SET PROBLEM:
Count the lines in the records below that contain the word "smoke", and reply with only that number.

DATA TO PROCESS:

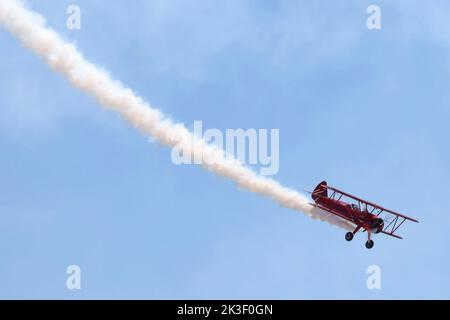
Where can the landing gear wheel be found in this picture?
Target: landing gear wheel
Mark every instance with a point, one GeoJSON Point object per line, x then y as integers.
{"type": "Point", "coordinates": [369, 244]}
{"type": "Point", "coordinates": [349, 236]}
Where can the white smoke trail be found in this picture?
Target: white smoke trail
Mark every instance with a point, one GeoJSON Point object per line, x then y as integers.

==

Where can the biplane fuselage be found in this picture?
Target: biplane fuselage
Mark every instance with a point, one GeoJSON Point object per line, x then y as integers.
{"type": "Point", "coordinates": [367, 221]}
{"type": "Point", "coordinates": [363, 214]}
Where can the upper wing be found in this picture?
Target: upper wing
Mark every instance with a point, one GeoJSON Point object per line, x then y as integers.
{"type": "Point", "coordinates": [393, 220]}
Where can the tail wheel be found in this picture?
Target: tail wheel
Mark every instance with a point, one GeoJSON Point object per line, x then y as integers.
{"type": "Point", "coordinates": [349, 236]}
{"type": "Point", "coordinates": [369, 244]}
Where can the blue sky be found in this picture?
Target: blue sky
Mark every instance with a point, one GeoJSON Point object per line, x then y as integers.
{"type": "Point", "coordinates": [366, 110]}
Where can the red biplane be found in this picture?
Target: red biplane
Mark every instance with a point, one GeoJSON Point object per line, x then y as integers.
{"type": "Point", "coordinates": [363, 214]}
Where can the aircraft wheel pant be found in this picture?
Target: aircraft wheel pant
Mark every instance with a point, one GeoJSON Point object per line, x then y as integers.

EXERCISE SOLUTION:
2